**Records for the task**.
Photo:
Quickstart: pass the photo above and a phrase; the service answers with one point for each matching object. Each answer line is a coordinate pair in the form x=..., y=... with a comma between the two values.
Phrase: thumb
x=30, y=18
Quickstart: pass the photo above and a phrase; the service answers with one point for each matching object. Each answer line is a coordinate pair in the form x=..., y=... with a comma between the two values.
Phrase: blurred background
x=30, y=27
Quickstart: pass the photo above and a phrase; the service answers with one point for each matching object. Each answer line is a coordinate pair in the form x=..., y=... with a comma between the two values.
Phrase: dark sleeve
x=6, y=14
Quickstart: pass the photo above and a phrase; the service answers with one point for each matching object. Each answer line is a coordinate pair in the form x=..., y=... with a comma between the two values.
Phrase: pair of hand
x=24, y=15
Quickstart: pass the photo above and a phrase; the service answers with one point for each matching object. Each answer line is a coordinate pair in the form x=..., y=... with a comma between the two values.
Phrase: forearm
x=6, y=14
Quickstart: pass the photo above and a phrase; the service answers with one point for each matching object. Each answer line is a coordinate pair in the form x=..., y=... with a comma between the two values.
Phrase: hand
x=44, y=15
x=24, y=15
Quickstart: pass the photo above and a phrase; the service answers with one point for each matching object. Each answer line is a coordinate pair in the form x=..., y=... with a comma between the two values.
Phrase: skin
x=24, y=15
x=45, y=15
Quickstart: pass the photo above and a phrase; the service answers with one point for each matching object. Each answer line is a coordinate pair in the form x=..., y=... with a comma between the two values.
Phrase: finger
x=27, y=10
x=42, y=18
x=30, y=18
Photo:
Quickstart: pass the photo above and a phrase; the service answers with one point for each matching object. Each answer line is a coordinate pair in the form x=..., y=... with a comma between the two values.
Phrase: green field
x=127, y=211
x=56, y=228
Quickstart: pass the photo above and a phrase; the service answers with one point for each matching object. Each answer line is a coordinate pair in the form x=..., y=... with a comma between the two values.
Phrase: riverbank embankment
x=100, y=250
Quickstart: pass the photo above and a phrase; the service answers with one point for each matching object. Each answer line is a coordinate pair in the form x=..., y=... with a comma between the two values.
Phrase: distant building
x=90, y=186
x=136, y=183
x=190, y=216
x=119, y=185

**What you are asked to do**. Repeat the listing exactly, leaving nothing out.

**Result of the task**.
Photo:
Quickstart: pass the photo above and a phrase; the service answers with one point for each matching object. Each answer line is a coordinate pair in the form x=..., y=... with a comma between the two values.
Phrase: thumb
x=30, y=18
Quickstart: pass the photo above and a phrase; the service answers with one point for each matching object. Each answer line is a coordinate pair in the form x=..., y=... with a comma between the two values.
Phrase: blurred background
x=30, y=27
Quickstart: pass the photo above and a phrase; the service answers with one point for each matching object. Each answer line is a coordinate pair in the form x=..., y=... with a comma between the two values.
Phrase: dark sleeve
x=6, y=14
Quickstart: pass the photo above and a phrase; the service answers with one point for each matching object. Each answer line is a coordinate pair in the form x=..., y=... with a comma between the two values.
Phrase: pair of hand
x=24, y=15
Quickstart: pass the photo above and a phrase; the service answers with one point for each matching object. Each answer line is a coordinate pair in the form x=..., y=... with a comma between the two values.
Phrase: forearm
x=6, y=14
Quickstart: pass the photo above and a phrase; the service answers with one point for each matching object. Each answer line is a coordinate pair in the form x=..., y=... with a comma between the two values.
Phrase: hand
x=44, y=15
x=24, y=15
Quickstart: pass the photo above and a phrase; the service answers with one point for each matching object. Each answer line is a coordinate pair in the form x=..., y=... with a comma between the two values.
Phrase: skin
x=24, y=15
x=45, y=15
Quickstart: pass the photo above and a phrase; the service answers with one point for each matching object. Each answer line is a coordinate pair in the form x=..., y=... with a comma between the two values.
Phrase: finger
x=27, y=10
x=42, y=18
x=30, y=18
Photo:
Quickstart: pass the photo above and a phrase; the service answers with one point for each matching object. Each answer line is a coordinate pair in the form x=..., y=... with a comma between the two values.
Phrase: green field
x=127, y=211
x=56, y=228
Quickstart: pass the photo above and a phrase; the service answers with one point for each matching object. Each answer line is a coordinate pair in the form x=..., y=... with a comma between the two values.
Phrase: riverbank embankment
x=100, y=250
Quickstart: pass the photo above and a phrase; the service answers with one point for each matching object. Each answer line is a coordinate pair in the form x=..., y=... with a comma between the two values.
Phrase: distant building
x=90, y=186
x=136, y=183
x=190, y=216
x=119, y=185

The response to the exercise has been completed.